> Try it
Copy the data exactly. Images are to be left out.

> Stored data entries
- - -

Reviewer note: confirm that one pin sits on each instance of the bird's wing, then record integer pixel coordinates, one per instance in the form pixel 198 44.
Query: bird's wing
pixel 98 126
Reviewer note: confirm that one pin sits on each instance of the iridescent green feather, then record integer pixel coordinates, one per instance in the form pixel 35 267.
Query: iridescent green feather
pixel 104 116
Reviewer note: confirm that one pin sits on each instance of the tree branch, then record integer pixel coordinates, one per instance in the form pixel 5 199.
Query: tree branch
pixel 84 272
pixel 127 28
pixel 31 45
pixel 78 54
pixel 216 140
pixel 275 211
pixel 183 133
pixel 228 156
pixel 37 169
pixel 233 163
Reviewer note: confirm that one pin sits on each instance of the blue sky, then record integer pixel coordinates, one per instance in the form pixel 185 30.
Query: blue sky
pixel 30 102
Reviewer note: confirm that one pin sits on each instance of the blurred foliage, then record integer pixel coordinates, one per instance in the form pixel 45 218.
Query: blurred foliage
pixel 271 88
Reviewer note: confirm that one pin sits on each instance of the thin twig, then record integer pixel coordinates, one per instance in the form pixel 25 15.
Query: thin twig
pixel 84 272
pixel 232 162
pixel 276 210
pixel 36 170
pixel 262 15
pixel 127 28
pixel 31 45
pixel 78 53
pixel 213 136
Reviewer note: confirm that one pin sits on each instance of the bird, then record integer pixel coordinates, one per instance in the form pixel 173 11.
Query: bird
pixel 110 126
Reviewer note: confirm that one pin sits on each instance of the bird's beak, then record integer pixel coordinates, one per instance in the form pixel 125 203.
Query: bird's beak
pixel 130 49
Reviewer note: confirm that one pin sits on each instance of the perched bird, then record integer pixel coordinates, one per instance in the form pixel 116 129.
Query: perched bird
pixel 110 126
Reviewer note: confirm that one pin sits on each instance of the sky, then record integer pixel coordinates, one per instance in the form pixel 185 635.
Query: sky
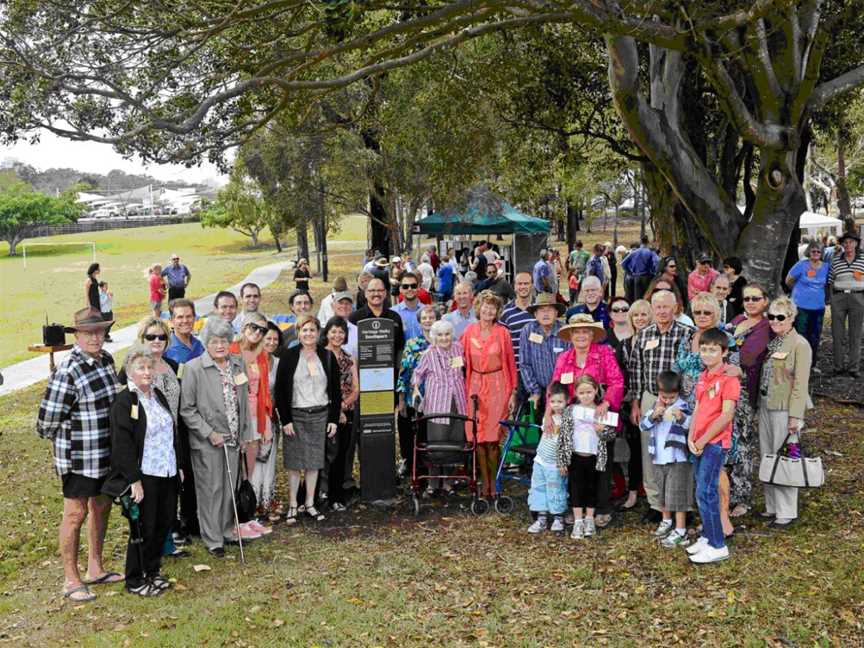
pixel 53 151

- - -

> Output below
Reviewer note: confirm that one pin sits on each instance of the bird's wing, then record integer pixel coordinates, one per instance in the form pixel 198 44.
Query: bird's wing
pixel 98 126
Reviewer note: confirm that one pin sits on each instance of the iridescent green feather, then record integer pixel coordinates, one per instance in the form pixel 35 267.
Query: iridescent green feather
pixel 104 116
Reviewer note: confirm that one pin sits on each instance of the tree branch, then record integer pixel coordinates, one per instance in the form pixel 5 199.
Query: tree branch
pixel 84 272
pixel 127 28
pixel 31 45
pixel 78 54
pixel 216 140
pixel 275 211
pixel 183 133
pixel 228 156
pixel 37 169
pixel 233 163
Reviewer note: confirm that one pin sits on each instance of the blue sky, then record integer pixel coordinates, one per instance in the form pixel 185 30.
Query: blue sky
pixel 30 102
Reviewer note: confirm that one pin sits on each instance of the blurred foliage, then record integer pixel coordinates, one per instance in the form pixel 45 218.
Query: blurred foliage
pixel 271 88
Reviewer note: confirm that one pin sits on each instance of the thin twig, then record integer pixel coordinates, one per instance in the form pixel 25 15.
Query: thin twig
pixel 84 272
pixel 232 162
pixel 276 210
pixel 36 170
pixel 262 15
pixel 127 28
pixel 31 45
pixel 78 53
pixel 213 136
Reviewer note: confirm that one pin sits on each instance of the bird, then record integer pixel coordinates, one per instance in the form pixel 173 11.
Query: bird
pixel 110 126
Reviewer note: confirm that one pin sits on each instance of the bird's beak, then record integer pixel coordinates, one per instance in the form pixel 125 203.
Query: bird's beak
pixel 130 49
Reviewer note: confirm that one pin sits on each instance of the perched bird, then record integer pixel coordinates, one per instance in the form pixel 116 129.
Query: perched bird
pixel 110 126
Reviewer note: confirm that one pin sits on each instance of the sky, then record integer pixel coordinates, one per instance in the form pixel 185 635.
Query: sky
pixel 53 151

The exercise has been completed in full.